··· Kutipan Sumber
Istihalah (Transformasi)
Yang dimaksud dengan istihalah adalah merubah benda najis menjadi
benda suci, seperti khamar dirubah menjadi cuka misalnya, dan seperti air
kencing dan tinja dirubah atau dari keduanya diambil air bersih melalui
distilasi, dan seperti lemak bangkai dirubah menjadi sabun dengan teknik
industri modern, dan sebagainya. Perkara seperti ini tidak halal dilakukan
menurut syara, karena sebagaimana telah
kami jelaskan, benda najis itu tidak boleh dimanfaatkan secara mutlak, tidak
boleh digunakan, dijual-belikan, dihadiahkan, dan diwariskan.
······
··· Data untuk Diolah
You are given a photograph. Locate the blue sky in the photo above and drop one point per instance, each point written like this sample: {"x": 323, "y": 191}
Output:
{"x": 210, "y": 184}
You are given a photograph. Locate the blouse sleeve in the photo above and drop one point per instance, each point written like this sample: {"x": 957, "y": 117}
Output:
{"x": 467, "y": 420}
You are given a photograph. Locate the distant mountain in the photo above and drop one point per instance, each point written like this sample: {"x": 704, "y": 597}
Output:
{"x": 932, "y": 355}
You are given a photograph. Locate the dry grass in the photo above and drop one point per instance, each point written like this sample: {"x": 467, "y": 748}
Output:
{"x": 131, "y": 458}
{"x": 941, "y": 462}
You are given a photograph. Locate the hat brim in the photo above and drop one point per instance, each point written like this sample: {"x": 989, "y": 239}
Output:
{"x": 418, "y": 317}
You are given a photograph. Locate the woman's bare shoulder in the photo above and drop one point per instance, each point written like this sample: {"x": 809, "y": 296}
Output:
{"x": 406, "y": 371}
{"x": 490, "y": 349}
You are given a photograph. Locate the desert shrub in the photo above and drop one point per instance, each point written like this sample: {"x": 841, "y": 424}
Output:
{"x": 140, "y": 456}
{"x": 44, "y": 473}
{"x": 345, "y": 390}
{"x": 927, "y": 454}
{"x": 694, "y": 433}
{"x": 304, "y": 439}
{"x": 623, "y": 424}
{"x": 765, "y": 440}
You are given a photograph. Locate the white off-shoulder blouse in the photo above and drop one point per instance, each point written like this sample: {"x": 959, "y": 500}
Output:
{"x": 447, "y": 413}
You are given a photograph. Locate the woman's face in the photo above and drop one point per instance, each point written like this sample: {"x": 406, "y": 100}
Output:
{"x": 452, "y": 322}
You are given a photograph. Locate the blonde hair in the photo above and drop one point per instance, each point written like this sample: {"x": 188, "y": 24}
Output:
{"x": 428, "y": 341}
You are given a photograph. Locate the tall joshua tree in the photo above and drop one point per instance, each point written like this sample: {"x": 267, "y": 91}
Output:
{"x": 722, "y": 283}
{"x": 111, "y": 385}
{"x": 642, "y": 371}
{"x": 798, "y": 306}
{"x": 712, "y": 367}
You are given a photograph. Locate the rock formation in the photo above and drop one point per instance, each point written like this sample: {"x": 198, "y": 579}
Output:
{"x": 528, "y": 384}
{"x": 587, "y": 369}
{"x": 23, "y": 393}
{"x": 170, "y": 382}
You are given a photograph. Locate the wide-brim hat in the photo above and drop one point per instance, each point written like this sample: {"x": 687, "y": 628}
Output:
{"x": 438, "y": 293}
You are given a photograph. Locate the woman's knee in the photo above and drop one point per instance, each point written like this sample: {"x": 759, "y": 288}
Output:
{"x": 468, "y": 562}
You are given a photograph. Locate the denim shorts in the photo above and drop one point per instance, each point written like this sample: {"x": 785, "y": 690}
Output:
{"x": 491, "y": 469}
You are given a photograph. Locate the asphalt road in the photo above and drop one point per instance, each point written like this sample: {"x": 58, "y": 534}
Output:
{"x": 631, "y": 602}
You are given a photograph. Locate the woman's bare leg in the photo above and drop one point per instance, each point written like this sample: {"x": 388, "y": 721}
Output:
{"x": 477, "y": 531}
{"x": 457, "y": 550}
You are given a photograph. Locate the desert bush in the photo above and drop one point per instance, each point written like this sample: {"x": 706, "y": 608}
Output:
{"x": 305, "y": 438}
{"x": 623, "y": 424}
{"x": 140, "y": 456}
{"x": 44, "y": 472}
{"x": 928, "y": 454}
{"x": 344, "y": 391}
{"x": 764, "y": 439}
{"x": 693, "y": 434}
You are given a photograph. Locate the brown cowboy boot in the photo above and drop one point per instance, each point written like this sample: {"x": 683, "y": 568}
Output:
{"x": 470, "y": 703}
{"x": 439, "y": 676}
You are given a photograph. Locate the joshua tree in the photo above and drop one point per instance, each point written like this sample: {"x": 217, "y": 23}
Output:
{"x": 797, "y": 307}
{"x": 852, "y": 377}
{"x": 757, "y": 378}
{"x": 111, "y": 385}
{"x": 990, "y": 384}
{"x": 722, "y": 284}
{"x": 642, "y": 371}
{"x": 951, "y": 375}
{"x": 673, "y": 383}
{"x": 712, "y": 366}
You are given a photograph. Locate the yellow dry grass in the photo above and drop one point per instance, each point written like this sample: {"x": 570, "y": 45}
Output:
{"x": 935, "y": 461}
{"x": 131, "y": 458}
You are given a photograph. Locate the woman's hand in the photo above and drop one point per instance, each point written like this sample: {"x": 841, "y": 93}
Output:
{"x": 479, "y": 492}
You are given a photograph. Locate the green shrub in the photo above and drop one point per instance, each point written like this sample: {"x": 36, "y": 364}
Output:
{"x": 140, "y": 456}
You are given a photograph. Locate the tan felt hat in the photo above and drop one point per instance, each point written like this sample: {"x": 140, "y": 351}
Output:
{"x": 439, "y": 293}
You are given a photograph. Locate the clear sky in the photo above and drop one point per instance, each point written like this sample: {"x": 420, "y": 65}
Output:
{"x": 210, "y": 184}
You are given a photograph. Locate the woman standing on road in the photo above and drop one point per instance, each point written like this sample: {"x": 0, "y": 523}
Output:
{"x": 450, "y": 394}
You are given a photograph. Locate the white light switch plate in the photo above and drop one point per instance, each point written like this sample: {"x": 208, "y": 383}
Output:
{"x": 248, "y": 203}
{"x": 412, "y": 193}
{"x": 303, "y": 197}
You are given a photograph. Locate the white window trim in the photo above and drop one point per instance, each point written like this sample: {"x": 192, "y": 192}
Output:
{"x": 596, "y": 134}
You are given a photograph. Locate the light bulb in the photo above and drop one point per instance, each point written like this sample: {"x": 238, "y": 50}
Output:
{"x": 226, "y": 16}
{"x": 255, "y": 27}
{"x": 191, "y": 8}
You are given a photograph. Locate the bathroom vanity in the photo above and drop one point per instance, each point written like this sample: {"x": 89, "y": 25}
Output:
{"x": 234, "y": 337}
······
• _Daftar Tugas_
a - Tentukan apakah setiap pernyataan berikut sesuai dengan kutipan tentang istihalah, lalu jawab ya atau tidak disertai kata-kata kutipan yang menentukannya. (i) Lemak bangkai dapat dirubah menjadi sabun dengan teknik industri modern. (ii) Benda najis boleh diwariskan. (iii) Istihalah berarti merubah benda suci menjadi benda najis.
b - Skalakan koordinat jawaban pada catatan, mulai dari baris yang memuat "You are given a photograph. Locate the woman's hand" sampai akhir catatan, termasuk kedua ujungnya. Tulis ulang hanya baris-baris itu beserta permintaannya, dengan setiap koordinat jawaban dikali 2,05 lalu dibulatkan ke bilangan bulat (nilai setengah dibulatkan ke atas); angka dalam permintaan dan contoh formatnya tidak diubah.

• _Kunci Jawaban_
a -
(i) Ya: "seperti lemak bangkai dirubah menjadi sabun dengan teknik industri modern"
(ii) Tidak: "tidak boleh digunakan, dijual-belikan, dihadiahkan, dan diwariskan"
(iii) Tidak: "merubah benda najis menjadi benda suci"

b -
You are given a photograph. Locate the woman's hand in the photo above and drop one point per instance, each point written like this sample: {"x": 841, "y": 93}
Output:
{"x": 982, "y": 1009}
You are given a photograph. Locate the green shrub in the photo above and drop one point per instance, each point written like this sample: {"x": 36, "y": 364}
Output:
{"x": 287, "y": 935}
You are given a photograph. Locate the tan felt hat in the photo above and drop one point per instance, each point written like this sample: {"x": 140, "y": 351}
Output:
{"x": 900, "y": 601}
You are given a photograph. Locate the clear sky in the photo above and drop one point per instance, each point written like this sample: {"x": 420, "y": 65}
Output:
{"x": 431, "y": 377}
You are given a photograph. Locate the woman standing on road in the photo above and drop one point per instance, each point written like this sample: {"x": 0, "y": 523}
Output:
{"x": 923, "y": 808}
You are given a photograph. Locate the white light switch plate in the photo above and drop one point per instance, each point written like this sample: {"x": 208, "y": 383}
Output:
{"x": 508, "y": 416}
{"x": 845, "y": 396}
{"x": 621, "y": 404}
You are given a photograph. Locate the white window trim in the photo above and drop one point per instance, each point written like this sample: {"x": 192, "y": 192}
Output:
{"x": 1222, "y": 275}
You are given a photograph. Locate the light bulb in the photo above and drop one point per instance, each point written like this sample: {"x": 238, "y": 50}
Output:
{"x": 463, "y": 33}
{"x": 523, "y": 55}
{"x": 392, "y": 16}
You are given a photograph. Locate the bathroom vanity in the photo above and drop one point per instance, each point written like this sample: {"x": 89, "y": 25}
Output:
{"x": 480, "y": 691}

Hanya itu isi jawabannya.